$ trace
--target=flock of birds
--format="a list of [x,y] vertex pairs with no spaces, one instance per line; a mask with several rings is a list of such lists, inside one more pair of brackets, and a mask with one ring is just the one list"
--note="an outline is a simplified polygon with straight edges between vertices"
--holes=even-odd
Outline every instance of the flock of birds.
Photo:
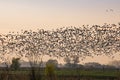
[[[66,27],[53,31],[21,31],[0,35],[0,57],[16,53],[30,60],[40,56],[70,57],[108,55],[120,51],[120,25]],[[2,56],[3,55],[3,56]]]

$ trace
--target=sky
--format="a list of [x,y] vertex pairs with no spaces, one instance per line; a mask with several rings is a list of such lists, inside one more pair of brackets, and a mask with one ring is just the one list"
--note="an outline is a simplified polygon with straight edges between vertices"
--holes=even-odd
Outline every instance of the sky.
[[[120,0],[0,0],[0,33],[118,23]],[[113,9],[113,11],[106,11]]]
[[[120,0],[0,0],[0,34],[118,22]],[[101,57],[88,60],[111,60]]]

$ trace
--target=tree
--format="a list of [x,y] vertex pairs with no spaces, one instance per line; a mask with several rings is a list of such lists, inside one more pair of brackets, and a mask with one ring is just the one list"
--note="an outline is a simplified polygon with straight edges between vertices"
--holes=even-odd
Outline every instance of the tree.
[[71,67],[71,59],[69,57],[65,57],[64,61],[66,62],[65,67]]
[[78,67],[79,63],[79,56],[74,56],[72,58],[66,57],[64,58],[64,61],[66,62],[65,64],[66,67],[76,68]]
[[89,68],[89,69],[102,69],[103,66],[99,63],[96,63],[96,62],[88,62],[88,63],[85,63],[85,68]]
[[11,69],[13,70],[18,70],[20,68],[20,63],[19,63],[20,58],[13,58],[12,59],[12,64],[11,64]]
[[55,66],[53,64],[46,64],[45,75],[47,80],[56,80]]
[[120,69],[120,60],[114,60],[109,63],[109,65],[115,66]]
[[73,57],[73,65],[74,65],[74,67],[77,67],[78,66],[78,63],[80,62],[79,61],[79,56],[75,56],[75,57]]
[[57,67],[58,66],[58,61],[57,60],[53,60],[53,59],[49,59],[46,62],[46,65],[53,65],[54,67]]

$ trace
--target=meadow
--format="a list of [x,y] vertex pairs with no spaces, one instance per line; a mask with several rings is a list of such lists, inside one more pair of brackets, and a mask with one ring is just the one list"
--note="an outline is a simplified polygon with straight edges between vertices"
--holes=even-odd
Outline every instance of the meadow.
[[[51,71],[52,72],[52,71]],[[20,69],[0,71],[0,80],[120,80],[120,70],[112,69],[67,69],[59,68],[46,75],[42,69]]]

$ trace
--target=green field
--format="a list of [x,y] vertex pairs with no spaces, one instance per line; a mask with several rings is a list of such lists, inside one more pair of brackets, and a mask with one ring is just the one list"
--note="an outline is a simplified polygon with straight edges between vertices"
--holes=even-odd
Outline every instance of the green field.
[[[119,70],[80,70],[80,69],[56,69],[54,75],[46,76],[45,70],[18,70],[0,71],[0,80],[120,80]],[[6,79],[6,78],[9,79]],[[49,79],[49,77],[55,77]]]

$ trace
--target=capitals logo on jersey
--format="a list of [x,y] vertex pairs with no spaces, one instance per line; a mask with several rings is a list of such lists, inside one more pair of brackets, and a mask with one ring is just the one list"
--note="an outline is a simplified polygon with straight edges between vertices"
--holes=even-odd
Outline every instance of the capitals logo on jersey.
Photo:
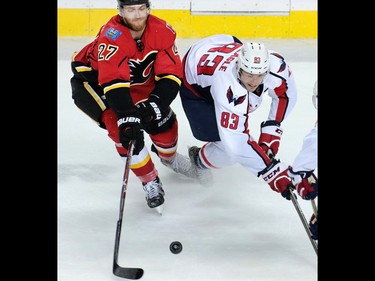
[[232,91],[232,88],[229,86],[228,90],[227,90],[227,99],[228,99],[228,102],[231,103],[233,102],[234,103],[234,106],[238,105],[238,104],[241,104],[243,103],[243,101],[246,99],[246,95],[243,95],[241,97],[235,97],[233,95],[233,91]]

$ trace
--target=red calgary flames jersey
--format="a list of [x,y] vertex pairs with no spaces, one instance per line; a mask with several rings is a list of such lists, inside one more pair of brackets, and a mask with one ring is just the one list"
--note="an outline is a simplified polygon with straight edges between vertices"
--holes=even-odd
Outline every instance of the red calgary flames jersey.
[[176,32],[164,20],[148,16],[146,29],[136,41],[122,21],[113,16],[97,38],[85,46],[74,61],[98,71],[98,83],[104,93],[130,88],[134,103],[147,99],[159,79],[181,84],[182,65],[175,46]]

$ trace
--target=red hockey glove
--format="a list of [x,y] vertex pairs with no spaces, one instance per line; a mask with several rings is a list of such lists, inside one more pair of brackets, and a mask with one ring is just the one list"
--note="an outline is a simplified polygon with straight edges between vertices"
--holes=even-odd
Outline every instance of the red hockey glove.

### Task statement
Your answer must be every record above, word for word, with no pictures.

### Response to this task
$ trace
--target=flock of birds
--format="a list of [x,y] vertex pairs with no spaces, one instance per line; a mask with several rings is a list of such lists, inside one more pair of brackets, and a mask with one ring is just the one list"
--note="an outline is a simplified polygon with straight edges between vertices"
--holes=even-odd
Outline every instance of the flock of birds.
Photo:
[[[66,27],[53,31],[21,31],[0,35],[0,57],[16,53],[30,60],[40,56],[70,57],[108,55],[120,51],[120,25]],[[2,56],[3,55],[3,56]]]

$ trace
--target=sky
--format="a list of [x,y] vertex pairs with no spaces, one instance per line; a mask with several rings is a list of such lists, inside one more pair of brackets, and a mask with one ring is just the one list"
--note="an outline is a simplified polygon with straight edges between vertices"
--holes=even-odd
Outline every instance of the sky.
[[[120,0],[0,0],[0,33],[118,23]],[[113,9],[113,11],[106,11]]]
[[[120,0],[0,0],[0,34],[118,22]],[[101,57],[88,60],[111,60]]]

$ trace
--target=tree
--format="a list of [x,y] vertex pairs with no spaces, one instance per line; a mask with several rings is a list of such lists, inside one more pair of brackets, and a mask with one ring is just the one list"
--note="an outline is a simplified polygon with straight edges between vertices"
--holes=even-odd
Outline every instance of the tree.
[[71,67],[71,59],[69,57],[65,57],[64,61],[66,62],[65,67]]
[[78,67],[79,63],[79,56],[74,56],[72,58],[66,57],[64,58],[64,61],[66,62],[65,64],[66,67],[76,68]]
[[89,68],[89,69],[102,69],[103,66],[99,63],[96,63],[96,62],[88,62],[88,63],[85,63],[85,68]]
[[11,69],[13,70],[18,70],[20,68],[20,63],[19,63],[20,58],[13,58],[12,59],[12,64],[11,64]]
[[55,66],[53,64],[46,64],[45,75],[47,80],[56,80]]
[[120,69],[120,60],[114,60],[109,63],[109,65],[115,66]]
[[73,57],[73,65],[74,65],[74,67],[77,67],[78,66],[78,63],[80,62],[79,61],[79,56],[75,56],[75,57]]
[[57,67],[58,66],[58,61],[57,60],[53,60],[53,59],[49,59],[46,62],[46,65],[53,65],[54,67]]

$ trace
--target=meadow
--format="a list of [x,y] vertex pairs with no spaces, one instance per line; a mask with several rings is a list of such lists, inside one more pair of brackets, and a mask with one ring is just the one list"
--note="an outline is a simplified polygon with straight edges between vertices"
--holes=even-odd
Outline every instance of the meadow.
[[[51,71],[52,72],[52,71]],[[20,69],[0,71],[0,80],[120,80],[120,70],[112,69],[67,69],[59,68],[46,75],[42,69]]]

$ trace
--target=green field
--format="a list of [x,y] vertex pairs with no spaces, one instance per line; a mask with several rings is a list of such lists, inside one more pair of brackets, and a mask with one ring is just the one list"
--note="an outline is a simplified polygon with straight edges between vertices"
--holes=even-odd
Outline every instance of the green field.
[[[119,70],[80,70],[80,69],[56,69],[54,75],[46,76],[45,70],[18,70],[0,71],[0,80],[120,80]],[[6,79],[6,78],[9,79]],[[49,79],[49,77],[55,77]]]

$ trace
--target=capitals logo on jersey
--format="a list of [x,y] vertex pairs with no spaces, one instance per line; a mask with several rings is a list of such lists, inside one more pair of brackets, and a mask with one ring is just the one list"
--note="an outline is a simplified polygon with straight edges between vertices"
--holes=even-odd
Outline every instance of the capitals logo on jersey.
Photo:
[[232,91],[232,88],[229,86],[228,90],[227,90],[227,99],[228,99],[228,102],[231,103],[233,102],[234,103],[234,106],[238,105],[238,104],[241,104],[243,103],[243,101],[246,99],[246,95],[243,95],[241,97],[235,97],[233,95],[233,91]]

$ trace
--target=red calgary flames jersey
--format="a list of [x,y] vertex pairs with no spaces, one instance per line; a mask with several rings is a list of such lists, inside one more pair of brackets, and a mask with one ring is just the one list"
--note="an outline is a simplified polygon with straight edges between vertices"
--holes=even-odd
Outline every instance of the red calgary flames jersey.
[[176,32],[164,20],[148,16],[146,29],[136,41],[122,21],[113,16],[97,38],[85,46],[74,61],[98,71],[98,83],[104,93],[130,88],[134,103],[147,99],[159,79],[181,84],[182,65],[175,46]]

$ trace
--target=red hockey glove
--format="a list of [x,y] vertex pairs with no spaces, one instance per line; a mask with several rings is a list of such lists, inside one more pair of brackets, and a mask with one ring is just the one list"
--note="an outline is a simplified polygon with straight edges between vertices"
--holes=even-odd
Outline every instance of the red hockey glove.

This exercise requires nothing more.